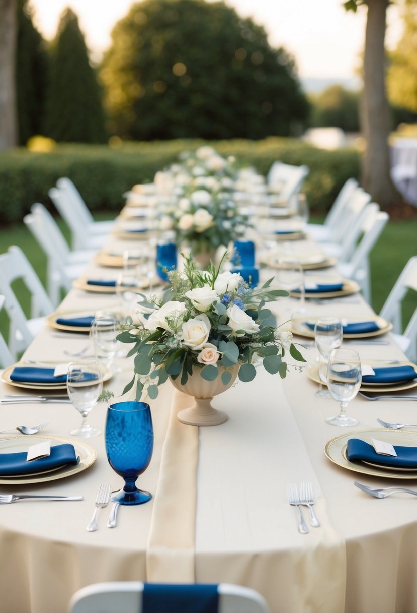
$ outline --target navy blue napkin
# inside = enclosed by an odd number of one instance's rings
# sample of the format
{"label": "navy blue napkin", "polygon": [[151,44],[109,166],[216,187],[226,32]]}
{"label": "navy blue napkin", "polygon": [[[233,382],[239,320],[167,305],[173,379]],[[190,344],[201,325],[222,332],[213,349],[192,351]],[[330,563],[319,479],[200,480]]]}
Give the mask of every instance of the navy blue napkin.
{"label": "navy blue napkin", "polygon": [[89,328],[94,318],[92,315],[86,317],[59,317],[56,323],[60,326],[73,326],[79,328]]}
{"label": "navy blue napkin", "polygon": [[363,375],[363,383],[399,383],[410,381],[417,377],[412,366],[390,366],[374,368],[375,375]]}
{"label": "navy blue napkin", "polygon": [[[54,376],[54,368],[39,368],[31,366],[17,366],[10,373],[12,381],[24,383],[66,383],[67,375]],[[97,379],[94,373],[84,373],[83,381]],[[80,379],[81,380],[81,379]]]}
{"label": "navy blue napkin", "polygon": [[0,454],[0,476],[31,474],[65,464],[77,464],[78,458],[74,446],[69,443],[51,447],[51,455],[38,460],[26,462],[26,451],[15,454]]}
{"label": "navy blue napkin", "polygon": [[347,459],[370,462],[381,466],[392,466],[398,468],[417,468],[417,447],[402,447],[394,445],[397,455],[377,454],[369,443],[359,438],[349,438],[347,441]]}
{"label": "navy blue napkin", "polygon": [[217,585],[146,583],[142,611],[146,613],[218,613]]}

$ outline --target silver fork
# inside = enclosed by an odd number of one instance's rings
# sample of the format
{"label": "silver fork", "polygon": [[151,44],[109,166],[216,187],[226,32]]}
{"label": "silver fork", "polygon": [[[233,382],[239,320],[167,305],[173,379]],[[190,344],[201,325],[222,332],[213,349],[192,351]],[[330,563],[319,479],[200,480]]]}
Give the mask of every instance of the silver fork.
{"label": "silver fork", "polygon": [[366,493],[371,494],[371,496],[375,496],[375,498],[386,498],[388,496],[391,496],[391,494],[398,493],[400,492],[406,492],[407,493],[414,494],[415,496],[417,496],[417,490],[409,490],[407,487],[396,487],[393,486],[392,487],[374,488],[364,485],[362,483],[358,483],[358,481],[353,481],[353,483],[360,490],[366,492]]}
{"label": "silver fork", "polygon": [[97,528],[97,512],[98,509],[103,506],[107,506],[109,503],[110,497],[110,484],[102,483],[98,488],[97,495],[95,497],[94,512],[90,520],[90,523],[86,528],[89,532],[94,532]]}
{"label": "silver fork", "polygon": [[308,507],[310,512],[310,524],[314,528],[319,528],[320,522],[317,518],[312,505],[314,504],[314,498],[312,493],[312,484],[311,481],[301,483],[300,486],[300,503]]}
{"label": "silver fork", "polygon": [[287,485],[287,500],[288,500],[289,504],[293,504],[298,509],[298,512],[300,513],[298,531],[302,535],[306,535],[308,533],[308,528],[303,517],[301,508],[300,506],[298,492],[295,483],[289,483]]}
{"label": "silver fork", "polygon": [[417,428],[415,424],[389,424],[388,422],[383,421],[379,417],[377,417],[377,421],[384,428],[391,428],[393,430],[400,430],[401,428]]}

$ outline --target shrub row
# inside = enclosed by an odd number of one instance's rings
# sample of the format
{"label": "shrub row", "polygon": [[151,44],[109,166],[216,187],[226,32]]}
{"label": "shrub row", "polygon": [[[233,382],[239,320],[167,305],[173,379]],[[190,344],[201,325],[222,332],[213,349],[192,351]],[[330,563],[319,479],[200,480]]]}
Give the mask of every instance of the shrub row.
{"label": "shrub row", "polygon": [[[0,222],[21,221],[34,202],[51,207],[48,190],[68,177],[92,211],[119,210],[122,194],[135,183],[152,180],[184,150],[202,141],[171,140],[107,145],[59,145],[48,152],[17,148],[0,154]],[[310,172],[303,188],[312,210],[325,212],[349,177],[358,178],[360,157],[353,149],[328,151],[290,139],[210,142],[223,155],[234,155],[244,165],[266,175],[281,160],[306,164]]]}

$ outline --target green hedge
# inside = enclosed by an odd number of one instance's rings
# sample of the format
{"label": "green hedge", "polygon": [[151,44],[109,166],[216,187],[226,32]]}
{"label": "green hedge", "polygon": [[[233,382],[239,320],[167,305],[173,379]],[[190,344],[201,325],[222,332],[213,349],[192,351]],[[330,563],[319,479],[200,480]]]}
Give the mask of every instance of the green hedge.
{"label": "green hedge", "polygon": [[[135,183],[152,181],[155,172],[177,159],[199,140],[127,143],[107,145],[60,145],[48,153],[24,148],[0,153],[0,222],[20,221],[34,202],[51,207],[50,188],[61,177],[76,185],[92,210],[118,211],[122,194]],[[359,154],[353,149],[328,151],[290,139],[210,142],[224,155],[235,155],[266,175],[275,160],[306,164],[304,185],[312,210],[325,211],[347,179],[359,175]]]}

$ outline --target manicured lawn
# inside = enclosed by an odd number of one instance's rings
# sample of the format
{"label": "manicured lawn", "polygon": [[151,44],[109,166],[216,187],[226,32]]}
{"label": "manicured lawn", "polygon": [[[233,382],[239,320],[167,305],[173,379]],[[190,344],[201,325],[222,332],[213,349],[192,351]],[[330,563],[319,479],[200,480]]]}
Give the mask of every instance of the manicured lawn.
{"label": "manicured lawn", "polygon": [[[111,219],[113,214],[97,215],[96,219]],[[114,215],[113,215],[114,216]],[[317,221],[314,218],[312,222]],[[59,222],[63,232],[68,237],[67,228]],[[405,264],[417,254],[417,218],[404,221],[390,221],[371,254],[372,306],[378,313],[391,287]],[[45,284],[46,258],[35,239],[22,224],[14,224],[0,230],[0,253],[7,250],[10,245],[17,245],[23,249]],[[28,313],[27,295],[21,286],[16,287]],[[415,293],[408,295],[404,301],[404,322],[407,322],[416,308]],[[8,323],[4,312],[0,314],[0,332],[7,337]]]}

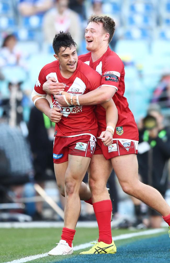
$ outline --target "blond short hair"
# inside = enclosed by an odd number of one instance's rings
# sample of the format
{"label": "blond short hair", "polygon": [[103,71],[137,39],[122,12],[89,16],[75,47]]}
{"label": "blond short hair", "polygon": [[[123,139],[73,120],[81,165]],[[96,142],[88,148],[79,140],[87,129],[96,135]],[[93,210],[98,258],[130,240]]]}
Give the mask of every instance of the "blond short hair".
{"label": "blond short hair", "polygon": [[99,16],[92,15],[89,18],[87,24],[92,22],[94,22],[98,24],[101,23],[103,24],[103,28],[106,33],[109,33],[109,43],[111,41],[115,31],[115,23],[113,18],[107,16]]}

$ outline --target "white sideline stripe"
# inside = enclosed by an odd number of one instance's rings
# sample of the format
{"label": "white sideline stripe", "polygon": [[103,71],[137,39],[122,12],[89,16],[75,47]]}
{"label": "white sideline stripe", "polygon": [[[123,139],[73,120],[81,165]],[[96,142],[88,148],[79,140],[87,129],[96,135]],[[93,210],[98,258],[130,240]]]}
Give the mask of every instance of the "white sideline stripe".
{"label": "white sideline stripe", "polygon": [[[120,240],[122,239],[126,239],[128,238],[130,238],[134,236],[144,236],[145,235],[150,235],[152,234],[156,234],[158,233],[161,233],[161,232],[165,232],[166,230],[162,228],[158,228],[155,229],[151,229],[150,230],[146,230],[145,231],[143,231],[138,233],[130,233],[129,234],[124,234],[120,235],[119,236],[112,236],[112,239],[114,241],[116,240]],[[89,247],[91,246],[91,243],[93,242],[95,242],[96,241],[91,241],[88,243],[85,243],[84,244],[81,244],[78,246],[75,246],[74,247],[74,251],[76,251],[80,249],[84,249]],[[15,259],[12,261],[8,261],[5,263],[24,263],[24,262],[27,262],[28,261],[31,261],[33,260],[37,259],[39,259],[41,257],[46,257],[48,255],[47,253],[44,254],[39,254],[37,255],[34,256],[29,256],[23,257],[20,259]]]}

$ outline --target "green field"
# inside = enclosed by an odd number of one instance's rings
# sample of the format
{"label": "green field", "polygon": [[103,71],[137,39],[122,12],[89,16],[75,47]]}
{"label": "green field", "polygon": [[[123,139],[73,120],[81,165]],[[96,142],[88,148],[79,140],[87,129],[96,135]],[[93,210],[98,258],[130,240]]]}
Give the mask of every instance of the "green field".
{"label": "green field", "polygon": [[[55,246],[60,239],[61,228],[0,229],[1,241],[0,262],[19,260],[31,255],[45,253]],[[139,231],[116,230],[112,231],[114,236],[126,234],[141,232]],[[165,263],[170,262],[170,239],[167,228],[165,232],[156,234],[136,236],[116,240],[117,252],[115,255],[79,255],[81,249],[66,256],[48,256],[27,262],[33,263],[86,262],[115,263],[146,262]],[[95,240],[98,237],[97,228],[78,228],[73,246]],[[123,236],[120,238],[123,238]],[[118,238],[119,238],[118,237]],[[16,260],[16,263],[26,262]]]}

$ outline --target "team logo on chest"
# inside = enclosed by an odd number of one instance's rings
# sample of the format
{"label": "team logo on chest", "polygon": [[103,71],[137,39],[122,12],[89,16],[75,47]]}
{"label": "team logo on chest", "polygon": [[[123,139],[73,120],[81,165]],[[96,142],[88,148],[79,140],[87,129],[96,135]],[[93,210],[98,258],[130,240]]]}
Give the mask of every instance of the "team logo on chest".
{"label": "team logo on chest", "polygon": [[71,91],[68,90],[67,92],[68,93],[71,93],[73,95],[75,96],[76,95],[77,95],[77,94],[82,94],[82,92],[79,92],[79,89],[73,88],[71,89]]}
{"label": "team logo on chest", "polygon": [[116,134],[118,135],[122,135],[123,133],[123,130],[122,126],[116,127]]}

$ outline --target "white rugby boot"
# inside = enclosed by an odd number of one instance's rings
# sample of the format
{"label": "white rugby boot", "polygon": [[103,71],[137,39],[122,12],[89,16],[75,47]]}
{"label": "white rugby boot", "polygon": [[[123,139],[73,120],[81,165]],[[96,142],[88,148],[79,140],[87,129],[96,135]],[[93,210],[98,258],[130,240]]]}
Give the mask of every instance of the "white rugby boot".
{"label": "white rugby boot", "polygon": [[59,243],[56,243],[58,245],[48,253],[48,255],[52,256],[57,255],[70,255],[73,253],[73,244],[72,247],[69,246],[65,240],[61,239]]}

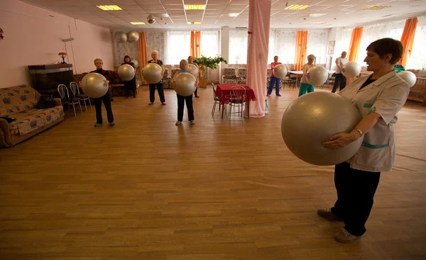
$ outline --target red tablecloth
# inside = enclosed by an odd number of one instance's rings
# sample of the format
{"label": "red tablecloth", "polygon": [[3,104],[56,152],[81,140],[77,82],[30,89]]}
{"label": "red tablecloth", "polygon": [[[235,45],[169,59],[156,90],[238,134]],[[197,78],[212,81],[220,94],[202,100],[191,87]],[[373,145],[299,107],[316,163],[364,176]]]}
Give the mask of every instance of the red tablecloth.
{"label": "red tablecloth", "polygon": [[256,96],[253,89],[250,89],[247,85],[243,84],[219,84],[216,88],[216,96],[220,98],[222,104],[229,103],[231,98],[231,88],[234,86],[240,86],[246,89],[246,102],[250,101],[256,101]]}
○ ○ ○ ○
Goal -> In the records above, update everything from the line containing "--target red tablecloth" down to the line containing "Give the mask of every instance of the red" so that "red tablecloth" becomes "crimson tablecloth" and nothing else changes. Give only those lines.

Task response ->
$ outline --target crimson tablecloth
# inside = enclosed by an odd number of one instance's rings
# sample of the format
{"label": "crimson tablecloth", "polygon": [[3,104],[56,152],[81,140],[77,82],[30,89]]}
{"label": "crimson tablecloth", "polygon": [[[235,45],[169,59],[156,90],[238,134]],[[197,78],[212,81],[220,94],[202,100],[191,87]],[[373,145],[299,107],[316,163],[364,176]]]}
Give the mask of every instance of the crimson tablecloth.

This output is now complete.